▶ **RECORD SET**

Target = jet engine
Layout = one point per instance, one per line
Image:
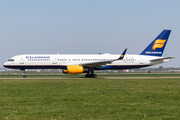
(75, 69)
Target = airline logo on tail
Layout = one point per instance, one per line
(159, 43)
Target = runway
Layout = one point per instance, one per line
(94, 78)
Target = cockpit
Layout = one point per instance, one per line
(11, 60)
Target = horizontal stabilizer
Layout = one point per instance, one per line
(164, 58)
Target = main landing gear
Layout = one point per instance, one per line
(90, 73)
(24, 73)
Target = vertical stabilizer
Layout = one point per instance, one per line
(157, 46)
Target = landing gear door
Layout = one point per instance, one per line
(22, 61)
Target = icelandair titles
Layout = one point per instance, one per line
(33, 57)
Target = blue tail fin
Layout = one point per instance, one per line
(157, 46)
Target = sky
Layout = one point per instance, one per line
(87, 27)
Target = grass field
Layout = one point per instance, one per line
(96, 99)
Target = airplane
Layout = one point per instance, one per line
(87, 63)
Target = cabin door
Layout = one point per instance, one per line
(22, 61)
(55, 61)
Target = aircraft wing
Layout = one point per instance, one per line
(100, 63)
(164, 58)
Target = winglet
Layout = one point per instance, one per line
(122, 55)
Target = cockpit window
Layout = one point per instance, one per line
(11, 60)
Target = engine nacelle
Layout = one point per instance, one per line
(75, 69)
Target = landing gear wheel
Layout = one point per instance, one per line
(94, 76)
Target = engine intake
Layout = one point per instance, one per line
(75, 69)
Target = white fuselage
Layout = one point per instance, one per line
(61, 61)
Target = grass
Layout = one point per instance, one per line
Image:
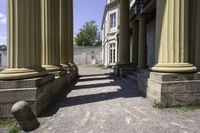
(10, 124)
(186, 106)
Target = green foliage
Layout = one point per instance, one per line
(11, 124)
(88, 35)
(3, 47)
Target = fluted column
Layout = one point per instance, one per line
(64, 20)
(135, 43)
(172, 37)
(50, 35)
(24, 40)
(70, 41)
(142, 52)
(124, 41)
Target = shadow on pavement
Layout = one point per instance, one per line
(125, 91)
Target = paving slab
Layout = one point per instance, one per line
(101, 103)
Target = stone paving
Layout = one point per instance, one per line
(101, 103)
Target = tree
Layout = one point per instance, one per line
(88, 35)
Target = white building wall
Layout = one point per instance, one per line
(87, 55)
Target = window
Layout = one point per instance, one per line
(113, 20)
(112, 53)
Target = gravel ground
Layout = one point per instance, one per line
(101, 103)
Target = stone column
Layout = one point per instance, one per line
(135, 43)
(124, 41)
(172, 37)
(142, 52)
(24, 40)
(50, 35)
(64, 20)
(70, 41)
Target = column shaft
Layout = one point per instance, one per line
(135, 44)
(142, 56)
(64, 20)
(24, 40)
(124, 41)
(70, 31)
(50, 35)
(172, 37)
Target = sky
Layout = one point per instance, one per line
(84, 10)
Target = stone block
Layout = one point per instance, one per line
(173, 89)
(38, 92)
(24, 116)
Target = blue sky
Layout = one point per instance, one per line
(84, 10)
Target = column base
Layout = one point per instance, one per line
(174, 68)
(67, 67)
(22, 73)
(170, 89)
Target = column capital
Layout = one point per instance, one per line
(24, 40)
(172, 37)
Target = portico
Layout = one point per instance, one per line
(40, 57)
(40, 50)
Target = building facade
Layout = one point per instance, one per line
(109, 29)
(110, 32)
(159, 39)
(40, 53)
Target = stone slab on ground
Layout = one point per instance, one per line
(38, 92)
(100, 103)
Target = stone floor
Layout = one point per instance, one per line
(101, 103)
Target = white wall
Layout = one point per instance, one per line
(83, 55)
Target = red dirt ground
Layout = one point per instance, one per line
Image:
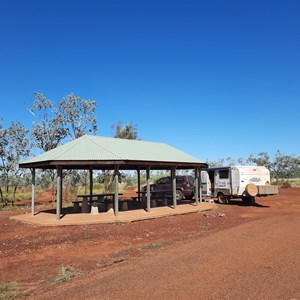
(33, 255)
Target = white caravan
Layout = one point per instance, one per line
(244, 182)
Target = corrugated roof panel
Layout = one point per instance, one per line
(104, 148)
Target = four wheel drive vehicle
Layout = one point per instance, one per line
(184, 186)
(246, 182)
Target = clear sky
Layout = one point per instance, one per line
(212, 78)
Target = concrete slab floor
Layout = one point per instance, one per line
(46, 218)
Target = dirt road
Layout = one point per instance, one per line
(252, 252)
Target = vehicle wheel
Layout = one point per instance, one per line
(222, 198)
(251, 190)
(248, 200)
(189, 197)
(179, 195)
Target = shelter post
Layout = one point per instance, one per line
(148, 188)
(197, 185)
(32, 190)
(173, 179)
(139, 183)
(116, 199)
(91, 184)
(59, 193)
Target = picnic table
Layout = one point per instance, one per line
(101, 199)
(157, 195)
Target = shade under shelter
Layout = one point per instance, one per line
(104, 153)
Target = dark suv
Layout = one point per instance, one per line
(184, 186)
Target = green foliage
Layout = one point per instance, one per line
(127, 131)
(9, 291)
(15, 145)
(78, 115)
(65, 274)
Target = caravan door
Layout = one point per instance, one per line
(222, 181)
(205, 184)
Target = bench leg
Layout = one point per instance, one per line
(153, 203)
(76, 208)
(123, 205)
(94, 210)
(164, 202)
(109, 206)
(85, 207)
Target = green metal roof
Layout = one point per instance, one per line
(96, 148)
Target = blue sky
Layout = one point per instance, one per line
(212, 78)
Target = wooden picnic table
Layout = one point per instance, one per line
(155, 195)
(86, 198)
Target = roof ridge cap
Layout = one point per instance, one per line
(99, 144)
(75, 142)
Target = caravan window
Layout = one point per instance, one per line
(224, 174)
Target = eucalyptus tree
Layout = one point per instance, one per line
(15, 145)
(127, 131)
(285, 166)
(55, 123)
(78, 115)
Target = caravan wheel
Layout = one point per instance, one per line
(248, 200)
(222, 198)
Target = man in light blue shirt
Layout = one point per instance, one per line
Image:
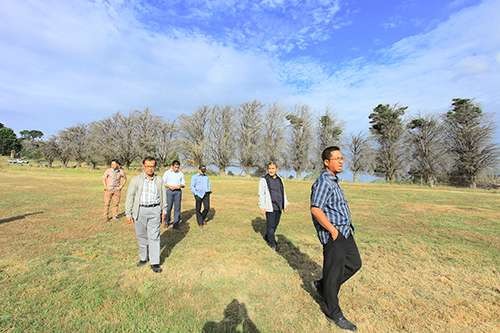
(173, 180)
(201, 188)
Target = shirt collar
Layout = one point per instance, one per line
(331, 175)
(146, 176)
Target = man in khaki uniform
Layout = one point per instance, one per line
(113, 180)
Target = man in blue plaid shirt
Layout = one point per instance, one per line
(332, 219)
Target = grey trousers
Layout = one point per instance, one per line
(174, 199)
(147, 231)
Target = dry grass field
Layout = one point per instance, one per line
(431, 261)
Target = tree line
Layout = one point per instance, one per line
(452, 148)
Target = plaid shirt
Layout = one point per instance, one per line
(327, 195)
(150, 192)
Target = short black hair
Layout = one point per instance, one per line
(327, 152)
(271, 163)
(149, 158)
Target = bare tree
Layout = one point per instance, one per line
(329, 131)
(193, 130)
(50, 150)
(145, 126)
(122, 138)
(428, 149)
(359, 154)
(72, 144)
(300, 122)
(248, 134)
(469, 136)
(387, 128)
(273, 136)
(221, 137)
(164, 142)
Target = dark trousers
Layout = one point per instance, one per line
(202, 215)
(340, 261)
(174, 199)
(272, 221)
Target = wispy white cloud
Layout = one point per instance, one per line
(64, 62)
(456, 59)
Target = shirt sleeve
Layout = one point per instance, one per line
(320, 193)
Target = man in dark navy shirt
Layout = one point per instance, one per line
(332, 219)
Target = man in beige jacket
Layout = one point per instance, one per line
(272, 201)
(144, 206)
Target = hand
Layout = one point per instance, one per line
(335, 234)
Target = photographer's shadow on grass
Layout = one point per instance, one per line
(235, 320)
(210, 215)
(18, 217)
(170, 237)
(307, 268)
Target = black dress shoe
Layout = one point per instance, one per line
(141, 263)
(343, 323)
(316, 285)
(156, 268)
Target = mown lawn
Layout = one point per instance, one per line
(431, 261)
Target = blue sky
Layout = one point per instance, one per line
(64, 62)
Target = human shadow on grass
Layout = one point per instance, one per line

▶ **WHAT THE EXERCISE ASKS**
Write out the listing above exactly as it stands, pictures excluded.

▶ **FULL ANSWER**
Target = jet engine
Layout = one point per instance, one per line
Image:
(75, 69)
Target = airline logo on tail
Layout = one point per instance, one per line
(159, 43)
Target = runway
Layout = one point per instance, one per line
(94, 78)
Target = cockpit
Layout = one point per instance, one per line
(11, 60)
Target = horizontal stabilizer
Layout = one point per instance, one per line
(164, 58)
Target = main landing gear
Layout = one point per instance, one per line
(90, 73)
(24, 73)
Target = vertical stabilizer
Layout = one point per instance, one per line
(157, 46)
Target = landing gear door
Layout = one point per instance, one per line
(22, 61)
Target = icelandair titles
Layout = one point per instance, one per line
(33, 57)
Target = blue tail fin
Layout = one point per instance, one per line
(157, 46)
Target = sky
Layout = one point per instance, one per line
(87, 27)
Target = grass field
Layout = one point per instance, one per line
(96, 99)
Target = airplane
Layout = one point per instance, one per line
(87, 63)
Target = cabin door
Layout = one point per instance, one per line
(22, 61)
(55, 61)
Target = aircraft wing
Layout = one point per instance, one per line
(100, 63)
(164, 58)
Target = winglet
Layout = one point per instance, one per line
(122, 55)
Target = cockpit window
Layout = one point per instance, one per line
(11, 60)
Target = engine nacelle
Layout = one point per instance, one per line
(75, 69)
Target = landing gear wheel
Layout = one point per instance, one per line
(94, 76)
Target = engine intake
Layout = one point per instance, one per line
(75, 69)
Target = white fuselage
Layout = one point per instance, one per line
(61, 61)
Target = grass
Layout = one point per instance, one per line
Image:
(10, 124)
(186, 106)
Target = green foliage
Layout = one point per instance, one per line
(11, 124)
(88, 35)
(3, 47)
Target = fluted column
Layout = one point per instance, one per line
(64, 20)
(135, 43)
(172, 37)
(50, 35)
(24, 40)
(70, 41)
(142, 52)
(124, 41)
Target = shadow on pavement
Layout = one point per instance, one per line
(125, 91)
Target = paving slab
Layout = one point per instance, one per line
(101, 103)
Target = stone paving
Layout = one point per instance, one per line
(101, 103)
Target = tree
Layout = one point per instance, one per line
(88, 35)
Target = white building wall
Layout = one point per instance, one per line
(87, 55)
Target = window
Layout = one point per instance, one per line
(113, 20)
(112, 53)
Target = gravel ground
Layout = one point per instance, one per line
(101, 103)
Target = stone column
Layout = one point per instance, one per line
(135, 43)
(124, 41)
(172, 37)
(142, 52)
(24, 40)
(50, 35)
(64, 20)
(70, 41)
Target = column shaft
Layout = one point per instance, one per line
(135, 44)
(142, 56)
(64, 20)
(24, 40)
(124, 41)
(70, 31)
(50, 35)
(172, 37)
Target = sky
Layout = one point per instance, one per line
(84, 10)
Target = stone block
Layout = one point per instance, one per line
(173, 89)
(38, 92)
(24, 116)
Target = blue sky
Layout = one point per instance, one per line
(84, 10)
Target = column base
Layout = one point per instance, one per line
(174, 68)
(67, 67)
(22, 73)
(170, 89)
Target = column capital
Layout = one point per instance, one per line
(24, 40)
(172, 37)
Target = portico
Layout = one point per instance, one per line
(40, 57)
(40, 50)
Target = building facade
Layout = one point per instance, one per line
(109, 29)
(110, 32)
(159, 39)
(40, 53)
Target = stone slab on ground
Layout = one point per instance, one per line
(38, 92)
(100, 103)
Target = stone floor
Layout = one point per instance, one per line
(101, 103)
Target = white wall
Layout = one point per instance, one per line
(83, 55)
Target = red dirt ground
Layout = one point per instance, one per line
Image:
(33, 255)
Target = white caravan
Layout = one point per instance, one per line
(244, 182)
Target = corrugated roof panel
Layout = one point per instance, one per line
(104, 148)
Target = four wheel drive vehicle
Layout = one point per instance, one per line
(184, 186)
(246, 182)
Target = clear sky
Layout = one point per instance, one per line
(212, 78)
Target = concrete slab floor
Layout = one point per instance, one per line
(46, 218)
Target = dirt road
Layout = one point per instance, one per line
(252, 252)
Target = vehicle wheel
Layout = one point per instance, one per line
(222, 198)
(251, 190)
(248, 200)
(189, 197)
(179, 195)
Target = shelter post
Layout = one point per instance, one per line
(148, 188)
(197, 185)
(32, 190)
(173, 179)
(139, 183)
(116, 199)
(91, 184)
(59, 193)
Target = picnic table
Layout = one point per instance, one per line
(101, 199)
(157, 195)
Target = shade under shelter
Layout = one point per instance, one per line
(104, 153)
Target = dark suv
Layout = one point per instance, one per line
(184, 186)
Target = green foliage
Layout = one point per instance, one per line
(127, 131)
(9, 291)
(15, 145)
(78, 115)
(65, 274)
Target = caravan door
Layout = one point per instance, one per line
(222, 181)
(205, 184)
Target = bench leg
Layout = one point per instance, one per line
(153, 203)
(76, 208)
(123, 205)
(94, 210)
(164, 202)
(109, 206)
(85, 207)
Target = green metal roof
Layout = one point per instance, one per line
(96, 148)
Target = blue sky
Layout = one point per instance, one per line
(212, 78)
Target = wooden picnic table
Layout = one point per instance, one per line
(155, 195)
(86, 198)
Target = roof ridge cap
Layout = one point per instance, one per line
(99, 144)
(75, 142)
Target = caravan window
Layout = one point per instance, one per line
(224, 174)
Target = eucalyptus tree
Layout = one point per instance, one per line
(15, 145)
(127, 131)
(285, 166)
(55, 123)
(78, 115)
Target = caravan wheel
Layout = one point per instance, one per line
(248, 200)
(222, 198)
Target = man in light blue shirt
Layout = one point per instance, one per line
Image:
(173, 180)
(201, 188)
Target = shirt collar
Layout = one point per instance, one per line
(331, 175)
(146, 176)
Target = man in khaki uniform
Layout = one point per instance, one per line
(113, 180)
Target = man in blue plaid shirt
Layout = one point per instance, one per line
(332, 219)
Target = grey trousers
Layout = one point per instance, one per line
(174, 199)
(147, 231)
Target = dry grass field
Layout = one point per instance, one per line
(431, 261)
Target = tree line
Layout = one point per instance, one per line
(452, 148)
Target = plaid shirt
Layout = one point per instance, one per line
(327, 195)
(150, 192)
Target = short black hair
Layout = one point per instance, one per line
(327, 152)
(271, 163)
(149, 158)
Target = bare tree
Layout = one point per instance, one per line
(329, 131)
(193, 130)
(50, 150)
(145, 126)
(122, 138)
(428, 149)
(359, 154)
(72, 144)
(300, 122)
(248, 134)
(469, 136)
(387, 128)
(273, 136)
(221, 137)
(164, 142)
Target = dark trousers
Layout = one point per instance, one per line
(202, 215)
(340, 261)
(174, 199)
(272, 221)
Target = wispy white cloud
Layout = one point per instance, one per line
(64, 62)
(456, 59)
Target = shirt sleeve
Layout = one point per instance, one per line
(320, 193)
Target = man in dark navy shirt
Layout = one point per instance, one per line
(332, 219)
Target = man in beige jacket
Layout = one point per instance, one per line
(272, 201)
(144, 206)
Target = hand
Layout = one point per instance, one per line
(335, 234)
Target = photographer's shadow on grass
Layout = one point per instance, one per line
(235, 320)
(210, 215)
(18, 217)
(170, 237)
(307, 268)
Target = black dress shoe
Layout = one point per instance, one per line
(141, 263)
(343, 323)
(316, 285)
(156, 268)
Target = mown lawn
Layout = one point per instance, one per line
(431, 261)
Target = blue sky
Layout = one point per instance, one per line
(64, 62)
Target = human shadow on grass
Layout = one point per instance, one per line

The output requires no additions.